● Extract to read
Michael O’Sullivan, Chief Executive of Cambridge International Examinations, blogs live from London at this year's Education World Forum event.
Monday 19th 9am
I’m amongst some 400 delegates, including 50 or so ministers of education, assembling in London for the annual Education World Forum. EWF grows year on year, and perhaps never have so many of the world’s ministers of education converged on one meeting.
Talking to some of the gathered national leaders of education, what strikes me is that everyone has a problem (or several problems) in urgent need of fixing. The minister’s job is to fix the problem. A francophone country in Africa wants its young people to speak English: a trilingual curriculum, yet to be designed, will usher in English as the essential global tool of communication, alongside French and the national language. One the EU’s newer members wants a decent vocational education system, something on German lines perhaps. A minister from the Middle East wants to stop vested interests placing unsuitable, unmotivated individuals in teaching jobs, and has ambitions for all teachers to be trained to teach.

● Requirement 1
Count the lines in the entries that contain the string "countertop", and reply with that number alone.

● Source records
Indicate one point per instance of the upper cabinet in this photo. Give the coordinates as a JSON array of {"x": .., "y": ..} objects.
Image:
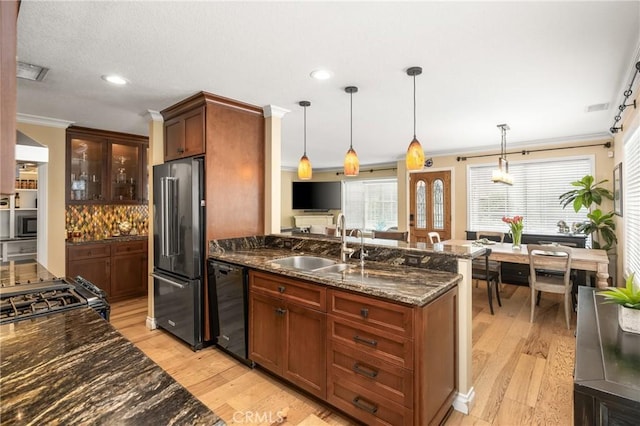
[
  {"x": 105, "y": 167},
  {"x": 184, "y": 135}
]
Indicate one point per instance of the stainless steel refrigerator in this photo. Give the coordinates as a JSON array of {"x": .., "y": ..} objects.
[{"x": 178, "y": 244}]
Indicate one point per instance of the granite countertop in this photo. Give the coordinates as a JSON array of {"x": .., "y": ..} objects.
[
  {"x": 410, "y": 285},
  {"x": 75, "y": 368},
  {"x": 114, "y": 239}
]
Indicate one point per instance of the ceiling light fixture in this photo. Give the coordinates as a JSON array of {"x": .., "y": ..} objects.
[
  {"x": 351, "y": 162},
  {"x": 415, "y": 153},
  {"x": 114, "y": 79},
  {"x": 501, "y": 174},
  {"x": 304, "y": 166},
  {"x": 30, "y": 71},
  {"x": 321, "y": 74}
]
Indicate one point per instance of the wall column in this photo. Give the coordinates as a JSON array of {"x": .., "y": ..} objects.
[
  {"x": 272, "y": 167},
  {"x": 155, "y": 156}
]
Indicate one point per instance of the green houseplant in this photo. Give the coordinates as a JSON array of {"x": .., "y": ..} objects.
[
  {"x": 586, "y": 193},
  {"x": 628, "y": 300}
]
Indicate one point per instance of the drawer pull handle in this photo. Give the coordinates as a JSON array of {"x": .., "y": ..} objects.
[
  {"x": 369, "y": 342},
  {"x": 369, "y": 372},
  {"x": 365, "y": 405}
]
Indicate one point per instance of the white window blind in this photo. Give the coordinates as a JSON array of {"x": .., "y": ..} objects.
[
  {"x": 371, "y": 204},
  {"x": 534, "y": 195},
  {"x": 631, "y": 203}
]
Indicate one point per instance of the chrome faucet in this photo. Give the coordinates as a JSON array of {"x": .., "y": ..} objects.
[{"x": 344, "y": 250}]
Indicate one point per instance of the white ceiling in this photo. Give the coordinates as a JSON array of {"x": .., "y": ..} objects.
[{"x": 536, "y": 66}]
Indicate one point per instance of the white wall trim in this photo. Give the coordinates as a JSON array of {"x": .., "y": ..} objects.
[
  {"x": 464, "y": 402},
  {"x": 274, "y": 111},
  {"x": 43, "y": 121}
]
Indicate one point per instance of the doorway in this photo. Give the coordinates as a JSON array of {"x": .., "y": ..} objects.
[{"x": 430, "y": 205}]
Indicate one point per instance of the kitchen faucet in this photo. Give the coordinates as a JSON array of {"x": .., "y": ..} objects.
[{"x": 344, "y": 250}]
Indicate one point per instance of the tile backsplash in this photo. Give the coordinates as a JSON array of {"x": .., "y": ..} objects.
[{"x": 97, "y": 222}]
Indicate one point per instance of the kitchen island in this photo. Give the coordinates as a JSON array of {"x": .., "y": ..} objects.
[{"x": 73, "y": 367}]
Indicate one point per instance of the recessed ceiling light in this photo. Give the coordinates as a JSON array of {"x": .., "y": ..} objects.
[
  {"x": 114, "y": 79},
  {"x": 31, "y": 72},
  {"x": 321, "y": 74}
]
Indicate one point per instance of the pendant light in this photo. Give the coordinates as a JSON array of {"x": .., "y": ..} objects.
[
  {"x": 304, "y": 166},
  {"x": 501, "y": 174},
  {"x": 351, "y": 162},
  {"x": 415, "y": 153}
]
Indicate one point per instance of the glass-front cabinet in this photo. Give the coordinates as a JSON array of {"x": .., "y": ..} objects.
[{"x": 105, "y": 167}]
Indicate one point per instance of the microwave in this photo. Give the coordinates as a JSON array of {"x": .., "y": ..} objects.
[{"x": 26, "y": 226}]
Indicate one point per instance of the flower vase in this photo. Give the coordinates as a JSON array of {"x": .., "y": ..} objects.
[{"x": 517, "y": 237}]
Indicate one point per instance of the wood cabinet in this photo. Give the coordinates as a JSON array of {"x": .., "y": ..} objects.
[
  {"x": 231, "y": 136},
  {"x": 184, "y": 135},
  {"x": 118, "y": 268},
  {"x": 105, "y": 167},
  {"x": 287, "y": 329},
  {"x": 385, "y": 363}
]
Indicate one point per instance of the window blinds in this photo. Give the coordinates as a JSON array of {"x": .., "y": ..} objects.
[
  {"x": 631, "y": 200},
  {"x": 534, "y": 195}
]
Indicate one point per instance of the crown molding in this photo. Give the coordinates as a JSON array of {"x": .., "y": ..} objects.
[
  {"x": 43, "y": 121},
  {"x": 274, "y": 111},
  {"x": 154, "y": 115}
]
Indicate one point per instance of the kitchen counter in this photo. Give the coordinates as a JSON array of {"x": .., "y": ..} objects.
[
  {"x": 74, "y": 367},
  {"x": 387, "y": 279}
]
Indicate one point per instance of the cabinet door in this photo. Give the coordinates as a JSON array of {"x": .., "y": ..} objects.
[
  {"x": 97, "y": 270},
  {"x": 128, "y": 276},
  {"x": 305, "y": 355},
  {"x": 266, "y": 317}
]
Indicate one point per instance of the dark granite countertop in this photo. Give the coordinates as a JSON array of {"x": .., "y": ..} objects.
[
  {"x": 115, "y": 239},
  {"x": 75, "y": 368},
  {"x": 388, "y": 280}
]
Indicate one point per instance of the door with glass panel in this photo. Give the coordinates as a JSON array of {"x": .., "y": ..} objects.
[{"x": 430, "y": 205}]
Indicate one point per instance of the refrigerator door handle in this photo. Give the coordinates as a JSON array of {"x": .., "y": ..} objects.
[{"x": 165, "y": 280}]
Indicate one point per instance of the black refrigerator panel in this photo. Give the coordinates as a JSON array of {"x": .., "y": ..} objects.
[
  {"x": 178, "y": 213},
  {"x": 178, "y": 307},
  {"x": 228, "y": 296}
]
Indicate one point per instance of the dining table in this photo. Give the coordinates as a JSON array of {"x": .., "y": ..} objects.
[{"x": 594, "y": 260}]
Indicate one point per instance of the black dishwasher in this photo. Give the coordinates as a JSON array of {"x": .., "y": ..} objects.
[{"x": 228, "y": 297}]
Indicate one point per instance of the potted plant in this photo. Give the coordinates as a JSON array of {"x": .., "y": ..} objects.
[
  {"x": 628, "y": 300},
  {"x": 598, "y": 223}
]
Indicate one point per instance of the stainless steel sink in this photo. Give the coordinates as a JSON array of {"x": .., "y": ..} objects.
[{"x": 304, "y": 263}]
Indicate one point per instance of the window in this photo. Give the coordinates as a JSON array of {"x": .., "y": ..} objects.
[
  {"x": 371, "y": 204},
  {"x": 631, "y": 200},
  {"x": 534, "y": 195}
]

● Requirement 2
Write the next part of the blog post about the Education World Forum in London, picking up after its final sentence.

● Final answer 1
2

● Final answer 2
Over the next two days ministers will be talking to each other and to organisations like ours, searching for solutions to these impressively colossal problems. Time well spent if some adopt more promising routes to education improvement as a result. Learning from others’ mistakes – don’t try that, we did and it got us nowhere – could be as useful as borrowing others’ successes. Either way, where better to host such an event than here in the UK?
Monday 19th 11am
As discussions get under way, I can see that one of the challenges is going to be agreeing what words mean. A session chair just said it was confusing to be told by a speaker that because we now live in a "knowledge economy", education must focus more on "skills" and less on "knowledge". Nicely put.
I find his understandable bafflement revealing of the increasingly sterile debate about skills versus knowledge. There is a lot to be said and done about getting the breadth and content of school curriculum right, so that there is time to master subjects in depth, time to learn to think. And it is important to set exams which require thinking skills and discourage passive memorisation. But when skills zealots propose a narrative in which education used to be all about a tyranny of knowledge, or when the traditionally minded assert in riposte that core knowledge is what matters, and skills are a left-wing aberration, I am not impressed. We are, as with all forms of extremism, invited to rest our brains, suspend our critical faculties, and subscribe to an attractively simple explanation of what really matters, all the more satisfying for the annoyance it causes to the other side.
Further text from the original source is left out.